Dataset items
____________
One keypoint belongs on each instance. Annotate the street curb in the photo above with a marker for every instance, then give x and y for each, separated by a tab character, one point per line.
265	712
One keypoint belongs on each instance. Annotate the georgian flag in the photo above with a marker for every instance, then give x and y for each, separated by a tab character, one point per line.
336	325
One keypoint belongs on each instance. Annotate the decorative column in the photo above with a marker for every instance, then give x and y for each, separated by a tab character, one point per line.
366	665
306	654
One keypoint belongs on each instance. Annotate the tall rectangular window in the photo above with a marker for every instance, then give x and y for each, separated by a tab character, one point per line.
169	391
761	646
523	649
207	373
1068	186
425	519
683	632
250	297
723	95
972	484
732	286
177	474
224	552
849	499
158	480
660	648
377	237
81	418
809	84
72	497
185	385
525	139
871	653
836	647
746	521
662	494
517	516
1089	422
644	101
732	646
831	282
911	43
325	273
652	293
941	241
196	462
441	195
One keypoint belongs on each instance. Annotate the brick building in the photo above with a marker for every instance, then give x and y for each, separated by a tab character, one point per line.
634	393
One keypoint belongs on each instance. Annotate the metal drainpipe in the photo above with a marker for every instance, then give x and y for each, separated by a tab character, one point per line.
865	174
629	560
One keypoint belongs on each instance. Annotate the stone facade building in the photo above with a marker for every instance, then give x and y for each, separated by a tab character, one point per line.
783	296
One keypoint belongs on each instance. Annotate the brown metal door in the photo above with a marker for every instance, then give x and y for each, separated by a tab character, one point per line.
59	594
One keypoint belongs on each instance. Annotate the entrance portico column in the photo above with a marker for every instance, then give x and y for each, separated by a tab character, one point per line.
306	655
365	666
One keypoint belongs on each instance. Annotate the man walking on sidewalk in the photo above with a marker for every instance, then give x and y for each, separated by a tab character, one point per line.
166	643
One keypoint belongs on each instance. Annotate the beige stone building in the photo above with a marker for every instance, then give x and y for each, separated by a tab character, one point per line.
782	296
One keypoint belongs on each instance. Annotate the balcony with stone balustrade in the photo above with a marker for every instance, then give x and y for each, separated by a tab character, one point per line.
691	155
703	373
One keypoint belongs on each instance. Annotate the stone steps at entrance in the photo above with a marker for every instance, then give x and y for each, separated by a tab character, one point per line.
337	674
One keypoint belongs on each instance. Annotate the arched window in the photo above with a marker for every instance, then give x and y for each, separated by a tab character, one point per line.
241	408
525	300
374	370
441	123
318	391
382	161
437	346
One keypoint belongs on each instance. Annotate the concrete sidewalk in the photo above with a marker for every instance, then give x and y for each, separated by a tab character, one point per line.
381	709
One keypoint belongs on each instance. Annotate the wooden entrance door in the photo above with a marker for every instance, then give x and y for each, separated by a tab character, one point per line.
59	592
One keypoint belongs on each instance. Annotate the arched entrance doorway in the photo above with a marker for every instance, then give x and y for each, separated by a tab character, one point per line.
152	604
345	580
____________
Repeat the entries. Keep each one exactly as written.

One keypoint belongs on each instance. Annotate the street curb in the photo above with a marker for every instance, then give x and y for each, separated by a tab character, one point per line.
265	712
One keypoint belongs on each instance. Annotate the georgian flag in the photo above with a marker for every instance, then give x and y for each, separated by a tab character, one point per line.
336	325
One keypoint belongs on each instance. Annotate the decorative column in the photo above with a marker for every instance, then give x and y for each, separated by a tab character, one point per line.
366	665
306	654
One keypoint belongs on each instance. Annotate the tall rectangular window in the photo above with a marker for every instance, then give x and y for each, separated by a tab character, one point per line.
169	391
761	646
523	649
207	373
1068	186
425	519
683	632
250	297
723	95
972	484
732	286
177	474
224	552
849	499
158	480
660	648
377	237
81	418
809	84
72	497
185	385
525	139
871	653
836	647
746	521
662	494
517	516
1089	422
644	101
732	646
831	282
911	43
325	273
652	293
941	241
196	462
441	195
One keypoint belongs on each instance. Annotate the brick building in the photo above with a marker for every instance, then give x and y for each, separated by a tab character, one point per line.
634	393
One keypoint belongs on each instance. Annotate the metal drainpipe in the photo above with a marker for every instance, then give x and y for each, separated by a tab character, one point per line.
865	174
629	560
One keypoint belongs on each instance. Annotate the stone facade building in the photo above with a marker for every instance, then give x and y for each, separated by a tab character, one point per line.
783	296
One keypoint belongs on each instance. Annotate the brown metal door in the photo above with a marker for every instance, then give x and y for each, separated by a tab character, one point per line.
59	594
One keypoint belongs on each instance. Annotate the entrance portico column in the photo above with a marker for every instance, then give x and y for each, separated by a tab character, one point per line.
306	655
365	666
One keypoint belongs on each instance. Annotate the man walking on sidewalk in the photo above with a marker for every instance, then give x and y for each, separated by a tab character, one point per line.
166	643
One keypoint belongs on each instance. Annotate the beige stone building in the photo above with a marker for every instance, then give x and y for each, separated by a tab character, one point per line.
782	296
One keypoint belongs on each instance. Annotate the balcony with stone balustrade in the photo above with a marker for every instance, then give x and y for each, separated by a tab character, one point per line.
691	155
703	373
One keypoint belongs on each instance. Annotate the stone steps at entrance in the photo above with a marker for every instance, then give x and y for each, separated by a tab character, one point per line.
337	674
One keypoint belongs on each instance. Annotate the arched window in the photo above with a marker for every instance, then give x and y for each, separated by a tab character, one point per line.
241	408
525	300
374	370
441	123
318	391
382	161
437	346
One keypoint belongs on each instance. Annotate the concrete sidewalk in the photo above with a marker for every instance, then give x and y for each, separated by a tab character, one point per line.
381	709
One keypoint belongs on each instance. Annotate the wooden entrance door in the photo above with a marker for every instance, then give x and y for each, separated by a tab character, one point per line.
59	592
One keypoint belongs on each instance. Annotate the arched entrance doorway in the photo above with a marker for every instance, then give x and y for each, separated by a tab character, one point per line.
152	604
345	580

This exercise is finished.